All entries must be extracted exactly, with nothing added or dropped.

========

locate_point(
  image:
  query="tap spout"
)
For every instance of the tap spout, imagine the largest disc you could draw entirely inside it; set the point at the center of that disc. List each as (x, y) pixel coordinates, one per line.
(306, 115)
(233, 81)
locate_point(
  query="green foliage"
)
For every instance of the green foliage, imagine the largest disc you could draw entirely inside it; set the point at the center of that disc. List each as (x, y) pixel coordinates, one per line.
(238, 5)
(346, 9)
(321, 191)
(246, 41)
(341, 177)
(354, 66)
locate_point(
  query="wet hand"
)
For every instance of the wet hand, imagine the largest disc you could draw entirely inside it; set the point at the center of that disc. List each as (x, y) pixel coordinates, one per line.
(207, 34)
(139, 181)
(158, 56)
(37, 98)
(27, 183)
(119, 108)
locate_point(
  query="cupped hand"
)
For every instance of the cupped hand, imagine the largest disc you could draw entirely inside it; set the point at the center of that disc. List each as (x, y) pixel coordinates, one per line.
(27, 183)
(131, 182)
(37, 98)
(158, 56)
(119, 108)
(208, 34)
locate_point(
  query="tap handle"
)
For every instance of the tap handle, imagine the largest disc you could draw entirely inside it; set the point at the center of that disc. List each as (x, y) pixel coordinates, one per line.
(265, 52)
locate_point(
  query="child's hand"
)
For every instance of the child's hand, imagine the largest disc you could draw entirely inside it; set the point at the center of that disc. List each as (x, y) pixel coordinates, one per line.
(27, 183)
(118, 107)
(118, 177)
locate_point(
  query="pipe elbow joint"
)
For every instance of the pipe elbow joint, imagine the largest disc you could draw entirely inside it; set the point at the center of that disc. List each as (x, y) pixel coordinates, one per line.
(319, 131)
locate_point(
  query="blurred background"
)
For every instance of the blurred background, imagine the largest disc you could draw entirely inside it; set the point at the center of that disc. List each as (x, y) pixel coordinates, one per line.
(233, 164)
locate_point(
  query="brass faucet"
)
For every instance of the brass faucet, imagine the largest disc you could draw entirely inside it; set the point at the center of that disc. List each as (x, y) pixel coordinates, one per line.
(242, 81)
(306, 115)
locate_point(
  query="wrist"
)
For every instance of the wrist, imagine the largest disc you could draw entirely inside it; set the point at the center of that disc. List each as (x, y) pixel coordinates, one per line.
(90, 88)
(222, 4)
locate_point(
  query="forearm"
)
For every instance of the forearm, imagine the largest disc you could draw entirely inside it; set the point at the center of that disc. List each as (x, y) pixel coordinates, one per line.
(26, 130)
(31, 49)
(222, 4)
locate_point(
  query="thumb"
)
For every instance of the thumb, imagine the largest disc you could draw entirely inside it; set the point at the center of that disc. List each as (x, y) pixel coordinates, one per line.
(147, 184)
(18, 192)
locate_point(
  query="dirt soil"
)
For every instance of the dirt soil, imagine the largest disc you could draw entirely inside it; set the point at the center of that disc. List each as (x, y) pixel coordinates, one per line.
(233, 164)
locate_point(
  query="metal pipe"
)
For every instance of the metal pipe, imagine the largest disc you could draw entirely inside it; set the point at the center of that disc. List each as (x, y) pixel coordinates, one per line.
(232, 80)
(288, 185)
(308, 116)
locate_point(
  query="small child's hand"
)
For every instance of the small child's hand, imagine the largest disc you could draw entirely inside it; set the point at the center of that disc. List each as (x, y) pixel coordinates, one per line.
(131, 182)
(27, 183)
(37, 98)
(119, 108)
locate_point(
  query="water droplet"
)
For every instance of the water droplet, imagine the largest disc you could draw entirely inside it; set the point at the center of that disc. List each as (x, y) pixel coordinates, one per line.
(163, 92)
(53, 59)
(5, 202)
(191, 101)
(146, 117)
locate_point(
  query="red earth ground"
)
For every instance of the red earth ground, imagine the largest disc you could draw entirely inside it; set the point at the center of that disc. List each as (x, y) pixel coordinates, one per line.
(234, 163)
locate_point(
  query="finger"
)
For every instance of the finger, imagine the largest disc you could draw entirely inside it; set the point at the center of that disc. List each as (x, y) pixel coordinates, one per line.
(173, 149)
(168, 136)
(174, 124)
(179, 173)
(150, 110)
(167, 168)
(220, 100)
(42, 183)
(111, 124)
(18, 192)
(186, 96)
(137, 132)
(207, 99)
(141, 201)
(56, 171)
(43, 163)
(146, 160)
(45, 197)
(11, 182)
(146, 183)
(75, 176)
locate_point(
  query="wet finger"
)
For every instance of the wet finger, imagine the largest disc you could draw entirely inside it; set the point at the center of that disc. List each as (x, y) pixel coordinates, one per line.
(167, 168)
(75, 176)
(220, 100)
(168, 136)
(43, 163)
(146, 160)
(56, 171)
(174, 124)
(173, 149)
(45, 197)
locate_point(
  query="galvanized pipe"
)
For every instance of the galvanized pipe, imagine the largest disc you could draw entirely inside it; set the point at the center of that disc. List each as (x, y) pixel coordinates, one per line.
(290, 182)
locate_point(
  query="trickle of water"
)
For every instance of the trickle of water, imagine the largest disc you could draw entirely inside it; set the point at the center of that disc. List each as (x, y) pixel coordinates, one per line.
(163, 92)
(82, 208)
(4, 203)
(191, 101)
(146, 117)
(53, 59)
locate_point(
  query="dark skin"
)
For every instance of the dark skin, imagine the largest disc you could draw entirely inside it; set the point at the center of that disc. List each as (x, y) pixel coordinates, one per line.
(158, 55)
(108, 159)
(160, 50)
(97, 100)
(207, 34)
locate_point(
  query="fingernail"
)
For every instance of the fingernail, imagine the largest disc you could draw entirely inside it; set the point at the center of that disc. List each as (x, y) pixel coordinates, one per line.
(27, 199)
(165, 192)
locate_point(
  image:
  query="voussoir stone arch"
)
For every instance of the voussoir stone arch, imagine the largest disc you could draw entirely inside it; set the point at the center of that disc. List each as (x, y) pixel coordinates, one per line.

========

• **Answer below**
locate_point(
  image:
  query="tap spout"
)
For every instance of the tap spout, imagine the largest disc you could draw entirely inside it; set the point at the center of that disc. List each as (x, y) pixel coordinates, one per line.
(306, 115)
(233, 81)
locate_point(
  query="green foliage"
)
For every instance of the green foliage, imagine the largest disc you could draw entirely inside it; set the point at the center of that disc. List each as (x, y) pixel coordinates, one per line.
(238, 5)
(346, 9)
(321, 191)
(246, 41)
(341, 177)
(354, 66)
locate_point(
  query="wet hand"
)
For every instance of the wet hand, imagine the largest disc you could draw entirely inside it; set the point at the center of that disc. List each as (x, y) pixel coordinates, one per line.
(207, 34)
(139, 181)
(158, 56)
(37, 98)
(27, 183)
(119, 108)
locate_point(
  query="cupped hand"
)
For every instance of the cupped hand, imagine the largest disc you could draw entirely inside it; set the point at the center of that disc. List each as (x, y) pixel coordinates, one per line.
(27, 183)
(131, 182)
(37, 98)
(158, 56)
(119, 108)
(208, 34)
locate_point(
  query="tap handle"
)
For every instance of the tap handle, imagine the largest disc you could draw entirely inside it; set the point at the center of that disc. List each as (x, y) pixel coordinates, one per line.
(265, 52)
locate_point(
  query="child's hand"
)
For every instance of the child's hand, imagine the largest disc you could draw entirely inside it; set the point at the center of that disc. List each as (x, y) pixel coordinates, one per line.
(27, 183)
(118, 107)
(118, 177)
locate_point(
  query="pipe elbow joint"
)
For every instance of the pipe elbow joint, imagine the largest disc you could draw entirely inside it; set the point at the center of that disc. List each as (x, y) pixel coordinates, one per line.
(319, 131)
locate_point(
  query="blurred background"
)
For every instance of the blurred background, imagine the largest disc you could draw entirely inside it; set the point at the center of that disc. List each as (x, y) pixel coordinates, one per line.
(233, 164)
locate_point(
  query="brass faucet"
)
For every instance of the brass faucet, imagine the largest disc you could draw entirely inside it; set the point at the center of that disc. List each as (x, y) pixel coordinates, one per line.
(242, 81)
(306, 115)
locate_point(
  query="wrist"
)
For every instance of the wrist, imagine the largest disc you could draw entirely inside it; set the point at the center of that disc. List each as (x, y) pixel coordinates, one per line.
(90, 88)
(222, 4)
locate_point(
  query="forearm"
)
For every instance of the forearm, imagine the largest disc you could draw entirely inside it; set the point at the center of that disc. List each as (x, y) pixel coordinates, one per line.
(26, 130)
(31, 49)
(222, 4)
locate_point(
  query="thumb"
)
For every instance of the thumb, imagine the largest disc you could draw entirely inside it; set the point at the center of that disc. List each as (x, y) pixel coordinates, one per line.
(147, 184)
(18, 192)
locate_point(
  query="dirt soil"
)
For every instance of the dirt soil, imagine the largest disc you could draw entirely inside it; set the point at the center of that disc. List each as (x, y) pixel coordinates, one per line.
(233, 164)
locate_point(
  query="metal pipe"
)
For every instance of the metal pipe, imagine the largest disc you could draw entirely inside it; set the point at the center of that disc. List each as (x, y) pixel coordinates, one per line.
(232, 80)
(288, 185)
(308, 116)
locate_point(
  query="small child's hand"
)
For every instance of the small child's hand, imagine the largest disc you could draw entirely inside it; set the point at the center of that disc. List each as (x, y) pixel coordinates, one per line.
(131, 182)
(27, 183)
(37, 98)
(119, 108)
locate_point(
  query="water droplet"
)
For every instance of the water droplet, imagine the largest disc you could draw entirely inside it; set the point at the center of that disc. List each as (x, y) pixel coordinates, one per line.
(163, 92)
(53, 59)
(5, 202)
(191, 101)
(146, 117)
locate_point(
  query="red earth ground"
)
For every instance of the red earth ground, imagine the largest disc you could draw entirely inside it; set the point at the center of that disc. List each as (x, y) pixel coordinates, one per line.
(234, 163)
locate_point(
  query="finger"
)
For every instance of the finger, imagine the largest disc you could draw entirely inside it; set the point at the center of that disc. List each as (x, y) pixel coordinates, one per line.
(173, 149)
(168, 136)
(174, 124)
(179, 173)
(150, 110)
(167, 168)
(220, 100)
(42, 183)
(111, 124)
(18, 192)
(186, 96)
(137, 132)
(207, 99)
(141, 201)
(56, 171)
(43, 163)
(146, 160)
(45, 197)
(11, 182)
(146, 183)
(75, 176)
locate_point(
  query="wet finger"
)
For every instance of the wet finger, imagine the largest disc you could draw entirely inside it; set the point at the center of that disc. List each as (x, y) pixel coordinates, one per line.
(167, 168)
(75, 176)
(220, 100)
(168, 136)
(43, 163)
(146, 160)
(56, 171)
(174, 124)
(173, 149)
(45, 197)
locate_point(
  query="galvanized pipe"
)
For every instance of the galvanized pipe, imagine the largest disc you could draw entirely inside it; set the point at the center of that disc. List each as (x, y) pixel coordinates, one per line.
(290, 182)
locate_point(
  query="trickle of water"
)
For every instance of the trickle of water, imagine the largest disc you could draw entirely inside it; set the point at the center of that disc. List each as (x, y) pixel coordinates, one per line.
(163, 92)
(82, 208)
(4, 203)
(191, 101)
(146, 117)
(53, 59)
locate_point(
  query="dark skin"
)
For every instance of the dark skin, imagine the largest disc you could draw entirely inside it; set the point at the center of that disc. List each as (x, y) pixel coordinates, one per line.
(158, 55)
(108, 159)
(160, 50)
(97, 100)
(207, 34)
locate_point(
  query="fingernail"
)
For every instance of the fingernail, imagine the largest disc you could draw entirely inside it; set the point at the center of that disc. List each as (x, y) pixel coordinates, one per line.
(27, 199)
(165, 192)
locate_point(
  image:
  query="voussoir stone arch"
)
For every instance of the voussoir stone arch, imagine the largest disc you could draw entirely inside it; set the point at the center of that disc. List each as (x, y) pixel coordinates, one per line.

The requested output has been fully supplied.